## Arbeitsauftrag A
Kopiere aus dem Blogbeitrag über frei zugängliche Fachartikel wortgetreu den Abschnitt, der bei „Seit dem 11.“ anfängt und bei „einem vernünftigen Wissenschaftsjournalismus.“ aufhört.
## Arbeitsauftrag B
Schreib die Auflistung Zeile für Zeile unverändert auf. Fang ganz am Anfang der Auflistung an und hör mit der Zeile auf, in der „x=269 y=628“ steht, diese Zeile eingeschlossen.

Seit dem 11. März 2013 schreibe ich hier in meinem Blog nur noch über Forschungsergebnisse, wenn der diesen Ergebnisse zugrunde liegende Fachartikel frei verfügbar ist. Also für alle zugänglich ist, ohne dass man dafür bezahlen muss oder irgendeinen speziellen Zugang benötigt. Das hat natürlich im Laufe der Zeit dazu geführt, dass ich über sehr viele interessante Geschichten nicht geschrieben habe. Ganz besonders ärgerlich ist es immer dann, wenn man von den PR-Abteilungen einer Forschungseinrichtung per Pressemitteilung auf ein spannendes neues Ergebnis aufmerksam gemacht wird und man dann aber feststellen muss, dass die Forschungsarbeit von der die Pressemitteilung handelt, nicht frei zugänglich ist. Das ist nicht nur ärgerlich. Es schadet meiner Meinung nach auch einem vernünftigen Wissenschaftsjournalismus.

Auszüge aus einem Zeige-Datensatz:
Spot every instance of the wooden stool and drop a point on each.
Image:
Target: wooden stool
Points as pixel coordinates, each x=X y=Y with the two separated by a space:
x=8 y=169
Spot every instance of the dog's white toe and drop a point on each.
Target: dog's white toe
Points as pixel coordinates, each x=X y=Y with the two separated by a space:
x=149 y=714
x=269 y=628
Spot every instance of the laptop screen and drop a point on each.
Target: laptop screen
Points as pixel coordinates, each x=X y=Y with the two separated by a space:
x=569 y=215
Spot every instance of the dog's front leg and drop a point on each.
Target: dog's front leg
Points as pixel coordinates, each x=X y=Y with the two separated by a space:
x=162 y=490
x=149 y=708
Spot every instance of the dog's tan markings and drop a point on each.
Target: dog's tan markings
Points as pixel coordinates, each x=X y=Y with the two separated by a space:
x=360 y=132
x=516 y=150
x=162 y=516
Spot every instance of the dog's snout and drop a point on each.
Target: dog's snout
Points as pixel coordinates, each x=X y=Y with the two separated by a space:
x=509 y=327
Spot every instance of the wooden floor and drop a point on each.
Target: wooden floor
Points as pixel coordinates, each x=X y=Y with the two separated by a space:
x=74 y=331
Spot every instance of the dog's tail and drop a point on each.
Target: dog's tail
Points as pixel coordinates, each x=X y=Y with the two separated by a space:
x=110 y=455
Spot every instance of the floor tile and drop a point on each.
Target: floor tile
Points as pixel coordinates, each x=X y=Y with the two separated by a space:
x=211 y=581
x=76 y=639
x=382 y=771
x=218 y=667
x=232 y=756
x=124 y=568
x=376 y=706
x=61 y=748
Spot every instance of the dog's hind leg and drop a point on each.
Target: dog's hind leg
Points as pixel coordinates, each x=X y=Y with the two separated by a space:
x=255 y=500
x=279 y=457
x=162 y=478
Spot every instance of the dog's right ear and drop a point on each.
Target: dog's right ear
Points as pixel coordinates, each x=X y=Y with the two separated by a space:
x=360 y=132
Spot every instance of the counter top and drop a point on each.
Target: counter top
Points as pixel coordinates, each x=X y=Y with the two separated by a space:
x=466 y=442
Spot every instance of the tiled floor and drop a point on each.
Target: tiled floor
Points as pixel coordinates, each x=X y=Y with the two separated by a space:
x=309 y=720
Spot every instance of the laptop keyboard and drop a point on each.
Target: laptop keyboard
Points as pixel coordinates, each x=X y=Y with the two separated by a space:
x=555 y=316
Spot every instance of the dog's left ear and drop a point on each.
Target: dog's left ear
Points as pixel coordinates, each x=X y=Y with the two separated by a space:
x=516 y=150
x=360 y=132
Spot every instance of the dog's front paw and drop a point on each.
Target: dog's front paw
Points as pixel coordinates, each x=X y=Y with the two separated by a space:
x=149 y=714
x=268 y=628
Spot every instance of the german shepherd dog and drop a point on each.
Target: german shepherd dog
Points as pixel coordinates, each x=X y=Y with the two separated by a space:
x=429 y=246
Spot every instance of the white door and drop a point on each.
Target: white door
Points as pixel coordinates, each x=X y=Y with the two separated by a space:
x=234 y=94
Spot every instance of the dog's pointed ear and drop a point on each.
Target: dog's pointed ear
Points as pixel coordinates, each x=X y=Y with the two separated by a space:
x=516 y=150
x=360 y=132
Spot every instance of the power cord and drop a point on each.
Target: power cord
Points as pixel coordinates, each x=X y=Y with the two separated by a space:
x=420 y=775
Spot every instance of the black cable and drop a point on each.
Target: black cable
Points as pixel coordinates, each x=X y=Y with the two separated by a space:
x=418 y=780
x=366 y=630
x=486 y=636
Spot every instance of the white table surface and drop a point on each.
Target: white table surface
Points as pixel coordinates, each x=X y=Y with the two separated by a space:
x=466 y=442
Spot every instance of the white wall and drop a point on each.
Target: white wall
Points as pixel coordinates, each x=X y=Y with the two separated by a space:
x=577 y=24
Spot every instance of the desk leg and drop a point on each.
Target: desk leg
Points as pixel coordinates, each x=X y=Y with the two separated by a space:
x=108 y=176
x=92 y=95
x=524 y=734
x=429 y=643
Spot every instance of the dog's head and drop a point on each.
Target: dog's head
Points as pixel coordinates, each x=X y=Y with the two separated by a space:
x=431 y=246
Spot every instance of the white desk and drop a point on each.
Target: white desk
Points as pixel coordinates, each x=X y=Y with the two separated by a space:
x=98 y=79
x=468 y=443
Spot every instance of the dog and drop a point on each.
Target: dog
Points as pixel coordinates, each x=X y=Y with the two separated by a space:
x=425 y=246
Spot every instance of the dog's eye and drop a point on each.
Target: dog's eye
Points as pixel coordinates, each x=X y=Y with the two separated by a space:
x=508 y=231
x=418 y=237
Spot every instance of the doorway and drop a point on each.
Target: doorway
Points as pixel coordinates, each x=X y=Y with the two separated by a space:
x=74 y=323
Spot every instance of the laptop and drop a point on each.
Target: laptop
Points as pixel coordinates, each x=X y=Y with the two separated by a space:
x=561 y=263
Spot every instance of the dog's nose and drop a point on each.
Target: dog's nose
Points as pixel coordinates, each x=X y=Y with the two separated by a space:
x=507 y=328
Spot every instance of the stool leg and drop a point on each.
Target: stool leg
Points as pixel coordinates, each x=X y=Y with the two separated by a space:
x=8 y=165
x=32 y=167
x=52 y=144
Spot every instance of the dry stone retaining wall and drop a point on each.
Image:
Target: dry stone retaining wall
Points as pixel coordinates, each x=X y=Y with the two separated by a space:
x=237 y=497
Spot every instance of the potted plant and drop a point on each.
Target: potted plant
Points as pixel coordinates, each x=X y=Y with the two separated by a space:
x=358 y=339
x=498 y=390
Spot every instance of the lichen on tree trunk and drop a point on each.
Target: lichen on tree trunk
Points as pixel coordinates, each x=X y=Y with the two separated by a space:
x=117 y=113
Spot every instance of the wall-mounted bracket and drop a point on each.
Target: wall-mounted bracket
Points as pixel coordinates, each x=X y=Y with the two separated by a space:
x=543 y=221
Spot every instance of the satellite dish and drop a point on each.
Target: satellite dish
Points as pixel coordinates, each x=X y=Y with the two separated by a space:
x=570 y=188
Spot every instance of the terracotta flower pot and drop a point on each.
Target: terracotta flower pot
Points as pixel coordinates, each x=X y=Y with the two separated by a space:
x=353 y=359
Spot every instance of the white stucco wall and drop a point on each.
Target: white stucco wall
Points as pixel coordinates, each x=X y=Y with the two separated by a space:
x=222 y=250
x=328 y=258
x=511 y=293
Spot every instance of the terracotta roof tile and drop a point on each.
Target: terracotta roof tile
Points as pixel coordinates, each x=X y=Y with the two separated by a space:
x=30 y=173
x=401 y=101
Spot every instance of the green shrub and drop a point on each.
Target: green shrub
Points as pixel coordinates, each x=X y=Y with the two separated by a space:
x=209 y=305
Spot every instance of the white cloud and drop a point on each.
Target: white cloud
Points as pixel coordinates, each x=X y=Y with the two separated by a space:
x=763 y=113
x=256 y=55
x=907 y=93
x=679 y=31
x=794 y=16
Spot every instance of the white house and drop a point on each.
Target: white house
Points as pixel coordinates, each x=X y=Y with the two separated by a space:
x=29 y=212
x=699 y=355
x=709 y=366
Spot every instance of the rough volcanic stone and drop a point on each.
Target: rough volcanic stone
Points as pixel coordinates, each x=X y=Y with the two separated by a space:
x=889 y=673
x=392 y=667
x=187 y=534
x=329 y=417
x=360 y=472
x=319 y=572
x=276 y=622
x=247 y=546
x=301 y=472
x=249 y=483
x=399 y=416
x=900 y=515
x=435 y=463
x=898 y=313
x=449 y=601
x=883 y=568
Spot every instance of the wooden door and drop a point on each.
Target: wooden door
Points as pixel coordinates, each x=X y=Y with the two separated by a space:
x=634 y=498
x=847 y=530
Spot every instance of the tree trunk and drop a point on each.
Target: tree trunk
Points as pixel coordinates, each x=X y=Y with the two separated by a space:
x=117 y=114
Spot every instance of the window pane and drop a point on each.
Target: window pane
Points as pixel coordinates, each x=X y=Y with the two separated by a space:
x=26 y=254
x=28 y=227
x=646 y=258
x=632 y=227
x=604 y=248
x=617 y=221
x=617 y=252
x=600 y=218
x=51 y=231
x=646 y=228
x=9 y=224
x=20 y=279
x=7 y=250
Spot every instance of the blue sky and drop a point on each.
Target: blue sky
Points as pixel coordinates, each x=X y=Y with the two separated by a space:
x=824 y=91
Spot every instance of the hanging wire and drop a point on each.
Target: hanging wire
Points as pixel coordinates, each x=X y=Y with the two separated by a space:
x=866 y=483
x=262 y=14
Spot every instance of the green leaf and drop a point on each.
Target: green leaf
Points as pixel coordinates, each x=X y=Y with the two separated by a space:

## Lösung A
Seit dem 11. März 2013 schreibe ich hier in meinem Blog nur noch über Forschungsergebnisse, wenn der diesen Ergebnisse zugrunde liegende Fachartikel frei verfügbar ist. Also für alle zugänglich ist, ohne dass man dafür bezahlen muss oder irgendeinen speziellen Zugang benötigt. Das hat natürlich im Laufe der Zeit dazu geführt, dass ich über sehr viele interessante Geschichten nicht geschrieben habe. Ganz besonders ärgerlich ist es immer dann, wenn man von den PR-Abteilungen einer Forschungseinrichtung per Pressemitteilung auf ein spannendes neues Ergebnis aufmerksam gemacht wird und man dann aber feststellen muss, dass die Forschungsarbeit von der die Pressemitteilung handelt, nicht frei zugänglich ist. Das ist nicht nur ärgerlich. Es schadet meiner Meinung nach auch einem vernünftigen Wissenschaftsjournalismus.

## Lösung B
Spot every instance of the wooden stool and drop a point on each.
Image:
Target: wooden stool
Points as pixel coordinates, each x=X y=Y with the two separated by a space:
x=8 y=169
Spot every instance of the dog's white toe and drop a point on each.
Target: dog's white toe
Points as pixel coordinates, each x=X y=Y with the two separated by a space:
x=149 y=714
x=269 y=628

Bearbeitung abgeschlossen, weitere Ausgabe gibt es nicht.